(Pointing dataset records)
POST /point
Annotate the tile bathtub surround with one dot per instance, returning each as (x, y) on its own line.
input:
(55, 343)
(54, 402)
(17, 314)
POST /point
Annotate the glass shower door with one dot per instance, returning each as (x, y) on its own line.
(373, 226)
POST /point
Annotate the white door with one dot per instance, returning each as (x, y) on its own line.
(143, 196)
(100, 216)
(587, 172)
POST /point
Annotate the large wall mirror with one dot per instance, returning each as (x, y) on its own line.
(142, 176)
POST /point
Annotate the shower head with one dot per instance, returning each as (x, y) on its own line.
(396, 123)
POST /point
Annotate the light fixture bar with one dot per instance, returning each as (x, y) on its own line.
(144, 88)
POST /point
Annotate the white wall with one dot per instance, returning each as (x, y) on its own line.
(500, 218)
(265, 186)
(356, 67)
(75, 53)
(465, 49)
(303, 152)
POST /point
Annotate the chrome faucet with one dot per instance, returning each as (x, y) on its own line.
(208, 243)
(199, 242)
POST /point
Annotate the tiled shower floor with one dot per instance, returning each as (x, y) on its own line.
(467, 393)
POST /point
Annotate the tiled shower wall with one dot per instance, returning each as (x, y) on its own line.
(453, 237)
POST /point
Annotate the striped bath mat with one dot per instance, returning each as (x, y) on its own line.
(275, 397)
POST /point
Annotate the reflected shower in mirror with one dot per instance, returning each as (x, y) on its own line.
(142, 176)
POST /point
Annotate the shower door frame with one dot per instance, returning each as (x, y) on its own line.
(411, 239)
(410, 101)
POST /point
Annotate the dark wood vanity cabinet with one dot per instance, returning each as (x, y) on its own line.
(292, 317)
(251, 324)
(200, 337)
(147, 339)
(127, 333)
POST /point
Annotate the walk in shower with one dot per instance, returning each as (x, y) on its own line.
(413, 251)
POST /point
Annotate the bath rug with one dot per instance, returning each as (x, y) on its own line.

_Stated exercise_
Please select every line in the items above that contains the word "door" and copy those lines.

_Task response_
Annotate the glass shower door with one dot per instance, returning each as (x, y) on its own line.
Annotate the white door with one dot per instance, returning each as (x, y) on its own line.
Annotate the shower door frame with one dot per instance, returning each as (x, y) on its own line.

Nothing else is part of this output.